■ Try it
If an entry holds a picture, drop the picture and restate the rest word for word.
(Beginning of The records)
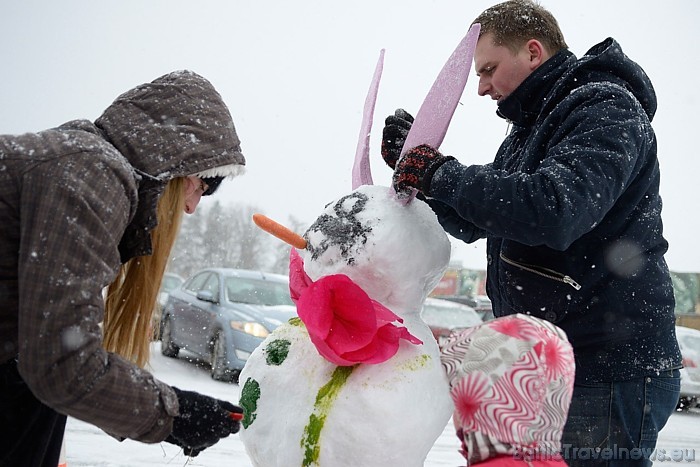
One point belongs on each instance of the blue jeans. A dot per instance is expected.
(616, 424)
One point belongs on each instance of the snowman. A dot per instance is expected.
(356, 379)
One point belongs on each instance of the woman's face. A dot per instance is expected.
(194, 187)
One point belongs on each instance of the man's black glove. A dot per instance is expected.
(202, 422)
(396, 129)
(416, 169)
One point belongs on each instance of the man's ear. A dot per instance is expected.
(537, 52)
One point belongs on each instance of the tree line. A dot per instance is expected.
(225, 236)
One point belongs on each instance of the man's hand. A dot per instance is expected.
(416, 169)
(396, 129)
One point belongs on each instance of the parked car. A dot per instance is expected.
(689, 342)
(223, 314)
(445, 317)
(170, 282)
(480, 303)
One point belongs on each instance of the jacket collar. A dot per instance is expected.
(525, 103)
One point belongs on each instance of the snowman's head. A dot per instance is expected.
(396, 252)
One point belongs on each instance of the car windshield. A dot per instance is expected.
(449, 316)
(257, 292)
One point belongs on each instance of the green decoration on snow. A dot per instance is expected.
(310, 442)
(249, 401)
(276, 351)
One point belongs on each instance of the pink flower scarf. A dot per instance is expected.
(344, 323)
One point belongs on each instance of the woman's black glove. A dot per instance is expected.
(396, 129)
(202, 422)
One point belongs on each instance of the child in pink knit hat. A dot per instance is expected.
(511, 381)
(End of The records)
■ Response for this exercise
One point belongs on each instance of the blue jeans. A dot per instance is expected.
(616, 424)
One point belongs on each instance of the snowman. A dot per instance is expected.
(356, 379)
One point belongs on each instance of the woman's face. A dot per instance is expected.
(194, 187)
One point belongs on each instance of the man's black glove. A dot per instance is expected.
(202, 422)
(396, 129)
(416, 169)
One point belongs on each instance of the man's ear. A dot per instance is expected.
(537, 52)
One point belongs on each instance of the tree line. A dot per instance is expected.
(225, 236)
One point belongs on each instance of the man's hand. A dot per instance is expected.
(416, 169)
(396, 129)
One point belongs on each instance of the parked car. A dot per instance is expected.
(689, 342)
(223, 314)
(445, 317)
(170, 282)
(480, 303)
One point belongs on each instance of the jacket collar. A dot per instance is expected.
(525, 103)
One point belongs on each instance of the snowman's head. A dot per instance is expected.
(396, 252)
One point belongs on each instance of the car windshield. A dot per instance is expected.
(449, 316)
(257, 292)
One point belongs on each instance of the green decoration on snow. A dot per instance is expected.
(310, 442)
(249, 401)
(276, 351)
One point belongs on each instance of the pink flower scarf. A dot per instance is expected.
(344, 323)
One point belongs on each instance of the woman's black glove. A dot per instance is expected.
(396, 129)
(202, 422)
One point belongs on each instance of the child in pink knit hat. A dot per instance is expected.
(511, 381)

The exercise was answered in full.